===== Dataset excerpts =====
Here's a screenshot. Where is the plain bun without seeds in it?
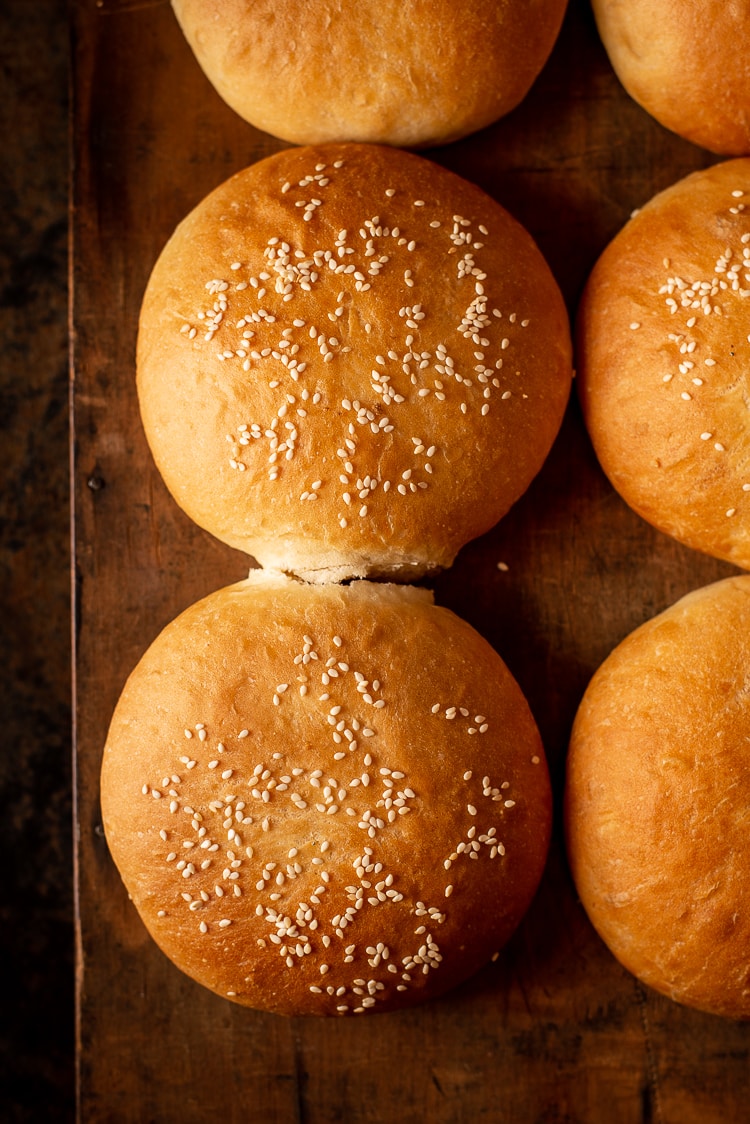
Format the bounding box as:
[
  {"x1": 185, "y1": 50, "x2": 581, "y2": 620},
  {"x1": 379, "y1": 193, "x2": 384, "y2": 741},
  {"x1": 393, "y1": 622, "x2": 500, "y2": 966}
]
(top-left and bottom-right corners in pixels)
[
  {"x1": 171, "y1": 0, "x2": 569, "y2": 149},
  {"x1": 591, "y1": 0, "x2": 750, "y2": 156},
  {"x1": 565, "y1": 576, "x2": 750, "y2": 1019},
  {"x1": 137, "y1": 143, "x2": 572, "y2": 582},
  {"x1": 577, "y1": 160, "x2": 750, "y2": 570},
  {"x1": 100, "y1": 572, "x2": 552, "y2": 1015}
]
=====
What to do: Please print all the lines above exactly as given and leave out every picture.

Worked solution:
Here's a screenshot. Where is the plain bun without seeds in it?
Format the bounding box as:
[
  {"x1": 185, "y1": 50, "x2": 581, "y2": 620},
  {"x1": 379, "y1": 193, "x2": 384, "y2": 741},
  {"x1": 393, "y1": 622, "x2": 500, "y2": 966}
]
(top-left and bottom-right corners in pixels)
[
  {"x1": 171, "y1": 0, "x2": 569, "y2": 149},
  {"x1": 591, "y1": 0, "x2": 750, "y2": 156},
  {"x1": 565, "y1": 576, "x2": 750, "y2": 1019},
  {"x1": 137, "y1": 143, "x2": 572, "y2": 582},
  {"x1": 577, "y1": 160, "x2": 750, "y2": 570},
  {"x1": 100, "y1": 572, "x2": 552, "y2": 1015}
]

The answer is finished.